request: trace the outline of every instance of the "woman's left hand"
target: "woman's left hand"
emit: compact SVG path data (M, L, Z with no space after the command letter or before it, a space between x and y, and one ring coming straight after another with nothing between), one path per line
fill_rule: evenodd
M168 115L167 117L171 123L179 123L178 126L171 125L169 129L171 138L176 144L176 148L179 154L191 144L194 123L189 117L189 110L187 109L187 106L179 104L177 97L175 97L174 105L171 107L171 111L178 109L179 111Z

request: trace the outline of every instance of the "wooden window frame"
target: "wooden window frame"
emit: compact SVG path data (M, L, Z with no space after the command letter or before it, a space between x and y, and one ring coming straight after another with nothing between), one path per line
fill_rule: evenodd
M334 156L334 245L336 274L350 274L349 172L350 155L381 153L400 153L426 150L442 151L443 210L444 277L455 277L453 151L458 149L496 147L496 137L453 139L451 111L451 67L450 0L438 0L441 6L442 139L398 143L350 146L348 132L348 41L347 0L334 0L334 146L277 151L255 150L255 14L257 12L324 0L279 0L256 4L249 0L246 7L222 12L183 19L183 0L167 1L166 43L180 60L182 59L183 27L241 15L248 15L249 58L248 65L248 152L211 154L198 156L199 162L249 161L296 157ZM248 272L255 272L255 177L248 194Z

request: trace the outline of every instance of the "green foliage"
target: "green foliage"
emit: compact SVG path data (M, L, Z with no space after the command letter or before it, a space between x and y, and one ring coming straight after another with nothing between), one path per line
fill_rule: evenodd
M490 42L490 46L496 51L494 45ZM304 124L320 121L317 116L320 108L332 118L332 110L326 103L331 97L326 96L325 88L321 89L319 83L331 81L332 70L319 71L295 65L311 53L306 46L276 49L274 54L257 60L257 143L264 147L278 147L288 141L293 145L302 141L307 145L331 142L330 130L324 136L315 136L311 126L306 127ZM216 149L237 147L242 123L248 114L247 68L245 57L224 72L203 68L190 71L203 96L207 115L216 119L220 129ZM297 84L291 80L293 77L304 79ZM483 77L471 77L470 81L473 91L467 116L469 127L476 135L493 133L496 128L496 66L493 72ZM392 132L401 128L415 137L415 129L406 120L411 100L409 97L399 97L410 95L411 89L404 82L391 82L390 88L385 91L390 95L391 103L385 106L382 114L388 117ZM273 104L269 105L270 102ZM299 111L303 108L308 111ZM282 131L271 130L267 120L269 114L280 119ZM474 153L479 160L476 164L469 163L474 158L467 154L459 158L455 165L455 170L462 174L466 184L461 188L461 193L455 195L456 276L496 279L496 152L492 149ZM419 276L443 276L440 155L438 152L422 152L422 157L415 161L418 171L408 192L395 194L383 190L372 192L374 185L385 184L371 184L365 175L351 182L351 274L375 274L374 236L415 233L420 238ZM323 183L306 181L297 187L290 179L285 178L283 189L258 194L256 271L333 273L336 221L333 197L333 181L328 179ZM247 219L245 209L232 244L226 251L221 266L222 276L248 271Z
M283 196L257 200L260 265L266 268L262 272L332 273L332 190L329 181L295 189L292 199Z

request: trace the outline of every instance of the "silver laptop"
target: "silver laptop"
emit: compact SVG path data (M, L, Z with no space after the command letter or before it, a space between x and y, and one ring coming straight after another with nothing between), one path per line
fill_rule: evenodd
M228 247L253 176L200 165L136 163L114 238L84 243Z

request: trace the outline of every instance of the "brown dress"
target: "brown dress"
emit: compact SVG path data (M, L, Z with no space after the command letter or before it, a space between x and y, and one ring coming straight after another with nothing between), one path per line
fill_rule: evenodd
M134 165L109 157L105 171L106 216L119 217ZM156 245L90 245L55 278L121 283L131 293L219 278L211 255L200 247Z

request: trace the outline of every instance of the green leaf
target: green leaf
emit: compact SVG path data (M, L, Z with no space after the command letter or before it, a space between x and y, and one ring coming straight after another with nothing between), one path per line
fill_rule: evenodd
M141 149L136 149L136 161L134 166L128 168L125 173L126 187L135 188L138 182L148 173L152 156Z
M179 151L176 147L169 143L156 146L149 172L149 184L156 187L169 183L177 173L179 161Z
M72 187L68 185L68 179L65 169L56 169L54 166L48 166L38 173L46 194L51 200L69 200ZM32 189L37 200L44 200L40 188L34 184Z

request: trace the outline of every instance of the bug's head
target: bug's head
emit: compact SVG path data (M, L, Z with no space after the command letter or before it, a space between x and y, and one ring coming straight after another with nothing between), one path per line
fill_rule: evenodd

==

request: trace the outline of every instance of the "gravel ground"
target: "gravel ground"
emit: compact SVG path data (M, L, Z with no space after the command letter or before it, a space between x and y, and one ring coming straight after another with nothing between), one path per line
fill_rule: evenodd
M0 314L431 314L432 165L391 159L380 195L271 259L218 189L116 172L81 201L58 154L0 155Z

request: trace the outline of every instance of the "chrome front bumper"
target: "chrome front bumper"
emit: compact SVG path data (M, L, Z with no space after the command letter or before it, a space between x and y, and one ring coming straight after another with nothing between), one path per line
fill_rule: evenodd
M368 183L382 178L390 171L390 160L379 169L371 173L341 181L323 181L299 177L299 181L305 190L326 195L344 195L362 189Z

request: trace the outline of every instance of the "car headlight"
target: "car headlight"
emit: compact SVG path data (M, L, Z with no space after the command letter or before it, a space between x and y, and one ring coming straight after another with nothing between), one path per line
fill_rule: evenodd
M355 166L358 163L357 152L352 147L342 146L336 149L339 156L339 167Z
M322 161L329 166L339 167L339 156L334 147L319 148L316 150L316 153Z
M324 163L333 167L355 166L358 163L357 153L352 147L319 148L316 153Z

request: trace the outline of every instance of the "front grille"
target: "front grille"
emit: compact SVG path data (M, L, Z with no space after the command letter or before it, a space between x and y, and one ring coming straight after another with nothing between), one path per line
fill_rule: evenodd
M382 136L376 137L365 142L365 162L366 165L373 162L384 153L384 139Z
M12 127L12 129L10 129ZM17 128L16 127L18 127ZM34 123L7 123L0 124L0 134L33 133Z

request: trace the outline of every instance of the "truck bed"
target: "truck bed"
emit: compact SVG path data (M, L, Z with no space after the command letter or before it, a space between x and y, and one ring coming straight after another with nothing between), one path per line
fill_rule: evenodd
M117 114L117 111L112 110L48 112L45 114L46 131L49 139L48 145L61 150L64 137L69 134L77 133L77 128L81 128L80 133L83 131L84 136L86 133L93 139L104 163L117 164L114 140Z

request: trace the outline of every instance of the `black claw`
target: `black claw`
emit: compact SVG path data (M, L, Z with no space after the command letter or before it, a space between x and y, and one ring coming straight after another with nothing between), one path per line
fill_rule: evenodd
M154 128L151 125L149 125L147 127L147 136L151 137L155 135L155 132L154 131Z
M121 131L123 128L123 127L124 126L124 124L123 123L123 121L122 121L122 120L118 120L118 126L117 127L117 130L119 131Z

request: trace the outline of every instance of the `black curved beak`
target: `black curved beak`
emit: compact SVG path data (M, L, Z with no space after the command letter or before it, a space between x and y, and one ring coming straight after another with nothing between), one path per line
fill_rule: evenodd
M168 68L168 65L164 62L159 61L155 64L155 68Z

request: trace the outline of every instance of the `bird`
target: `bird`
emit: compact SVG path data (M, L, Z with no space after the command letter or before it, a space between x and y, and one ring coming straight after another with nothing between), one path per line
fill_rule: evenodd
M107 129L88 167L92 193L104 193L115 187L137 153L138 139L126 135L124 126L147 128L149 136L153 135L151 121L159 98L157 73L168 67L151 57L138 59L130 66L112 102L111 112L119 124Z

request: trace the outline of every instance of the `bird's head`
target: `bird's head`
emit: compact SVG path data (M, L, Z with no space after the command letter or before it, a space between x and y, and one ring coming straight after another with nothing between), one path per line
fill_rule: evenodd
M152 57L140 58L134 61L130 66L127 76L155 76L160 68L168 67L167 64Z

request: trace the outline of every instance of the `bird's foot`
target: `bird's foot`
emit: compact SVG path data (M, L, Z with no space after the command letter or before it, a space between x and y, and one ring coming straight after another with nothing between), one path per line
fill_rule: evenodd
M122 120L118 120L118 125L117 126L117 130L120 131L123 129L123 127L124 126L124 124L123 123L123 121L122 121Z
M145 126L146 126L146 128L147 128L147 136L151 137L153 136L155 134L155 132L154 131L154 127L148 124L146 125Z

---

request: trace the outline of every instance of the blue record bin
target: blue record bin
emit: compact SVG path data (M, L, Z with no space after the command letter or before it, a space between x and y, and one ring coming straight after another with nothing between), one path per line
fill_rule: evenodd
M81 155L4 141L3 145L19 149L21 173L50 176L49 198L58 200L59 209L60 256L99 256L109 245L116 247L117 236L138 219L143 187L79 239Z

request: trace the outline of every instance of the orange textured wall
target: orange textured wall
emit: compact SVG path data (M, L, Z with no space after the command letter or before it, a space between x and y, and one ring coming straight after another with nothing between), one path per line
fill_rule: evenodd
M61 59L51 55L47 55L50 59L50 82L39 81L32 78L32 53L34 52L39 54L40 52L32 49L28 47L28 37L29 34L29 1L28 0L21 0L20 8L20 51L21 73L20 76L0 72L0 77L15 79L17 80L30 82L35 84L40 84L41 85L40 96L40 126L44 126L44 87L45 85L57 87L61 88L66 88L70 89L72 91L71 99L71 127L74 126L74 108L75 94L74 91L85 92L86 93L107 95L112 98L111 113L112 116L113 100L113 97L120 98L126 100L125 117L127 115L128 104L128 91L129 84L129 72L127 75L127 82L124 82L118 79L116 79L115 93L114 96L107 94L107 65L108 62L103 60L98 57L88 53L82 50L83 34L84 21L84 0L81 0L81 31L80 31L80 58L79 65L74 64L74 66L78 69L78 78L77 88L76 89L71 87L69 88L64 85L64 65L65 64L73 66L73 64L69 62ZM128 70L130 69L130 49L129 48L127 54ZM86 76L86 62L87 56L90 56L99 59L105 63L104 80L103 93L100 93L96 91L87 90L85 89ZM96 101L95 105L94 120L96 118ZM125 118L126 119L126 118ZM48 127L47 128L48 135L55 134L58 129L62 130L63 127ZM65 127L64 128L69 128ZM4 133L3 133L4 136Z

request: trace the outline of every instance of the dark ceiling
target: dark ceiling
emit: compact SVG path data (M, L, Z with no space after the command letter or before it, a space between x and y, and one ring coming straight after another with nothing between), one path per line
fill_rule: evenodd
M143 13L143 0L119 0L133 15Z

*THE EXERCISE*:
Rewrite the lines from the one containing "request: trace the outline of every instance of the green" through the one containing "M72 187L68 185L68", changing "leaf" to "foliage" and leaving everything else as it is. Give only those lines.

*RESULT OF THE EXERCISE*:
request: trace the outline of every instance of the green foliage
target: green foliage
emit: compact SVG path data (M, L, Z with no space after the command letter or before it, a space between x and y, and one ring coming straight after another with nothing between), one path per line
fill_rule: evenodd
M141 149L136 149L136 161L134 166L128 168L125 173L126 187L135 188L138 182L148 173L152 156Z
M179 151L176 147L169 143L156 146L149 172L149 184L156 187L169 183L177 173L179 161Z
M72 187L68 185L68 179L65 169L56 169L54 166L48 166L38 173L46 194L51 200L69 200ZM32 189L37 200L44 200L40 188L34 184Z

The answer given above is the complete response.